— TASK DESCRIPTION —
Revise the rows below so that every "one point per instance" becomes "a single point for each instance", and keep all other text the same.
[START OF RECORDS PROVIDED]
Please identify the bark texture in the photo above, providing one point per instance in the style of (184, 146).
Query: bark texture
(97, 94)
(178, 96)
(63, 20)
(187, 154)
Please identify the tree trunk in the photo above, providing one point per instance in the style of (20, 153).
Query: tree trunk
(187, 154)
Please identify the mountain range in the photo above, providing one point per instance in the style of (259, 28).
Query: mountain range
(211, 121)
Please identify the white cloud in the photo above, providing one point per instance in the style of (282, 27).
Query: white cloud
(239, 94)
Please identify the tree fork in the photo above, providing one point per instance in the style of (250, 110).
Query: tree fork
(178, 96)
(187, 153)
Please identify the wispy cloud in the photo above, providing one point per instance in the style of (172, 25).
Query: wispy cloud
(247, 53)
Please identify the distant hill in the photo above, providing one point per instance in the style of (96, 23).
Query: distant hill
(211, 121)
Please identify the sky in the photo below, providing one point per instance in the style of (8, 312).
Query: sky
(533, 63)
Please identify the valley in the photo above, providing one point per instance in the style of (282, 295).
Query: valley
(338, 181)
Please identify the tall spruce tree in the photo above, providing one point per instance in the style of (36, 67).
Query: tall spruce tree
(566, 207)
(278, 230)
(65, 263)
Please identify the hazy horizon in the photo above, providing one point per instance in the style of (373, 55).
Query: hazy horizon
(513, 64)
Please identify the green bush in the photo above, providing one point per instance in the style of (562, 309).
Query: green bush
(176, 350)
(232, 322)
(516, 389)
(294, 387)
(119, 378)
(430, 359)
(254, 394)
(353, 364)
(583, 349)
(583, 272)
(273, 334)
[END OF RECORDS PROVIDED]
— CORRECT RESPONSE —
Please identify the bark texture in the photo above, providing a single point for each instance in the style of (184, 146).
Query: bark texture
(97, 94)
(178, 96)
(63, 20)
(187, 154)
Please identify the tree trunk in the photo above, providing a single point for each instance in the style of (20, 153).
Query: tree trunk
(187, 154)
Please identify the mountain range in the photo above, providing a single point for each instance in the style of (259, 28).
Query: mountain range
(211, 121)
Please identify the white cloud in the photo above, providing a single point for each instance in the style of (282, 27).
Query: white cloud
(239, 94)
Please identify the tree fork in the photo above, providing a single point for each instance in the style of (250, 110).
Query: tree fork
(178, 96)
(187, 153)
Please identify the wispy cloud in the photo above, providing a single point for each instance in the style of (172, 25).
Query: wispy cloud
(247, 53)
Please identify the distant hill in the photo above, providing a single point for each instance in the style of (96, 23).
Query: distant hill
(211, 121)
Please identify the sky in the photo below, providing a single point for each instance in the style of (8, 312).
Query: sky
(533, 63)
Please identify the valley in the photo above, providing a single point for each instance in the style of (282, 295).
Query: valley
(338, 181)
Please identify the tall spruce tree in the photo above, providing a single point for each instance in the style of (36, 67).
Query: tall spruce tree
(566, 207)
(278, 230)
(65, 263)
Please identify the hazy horizon in the photo above, providing a single point for each instance in the style of (373, 55).
Query: hazy horizon
(513, 64)
Please identify the green bush in the photo above, providing a single point for each instance in the style of (562, 309).
Query: green bush
(176, 350)
(232, 322)
(516, 389)
(294, 387)
(119, 378)
(430, 359)
(254, 394)
(353, 364)
(583, 349)
(583, 272)
(273, 334)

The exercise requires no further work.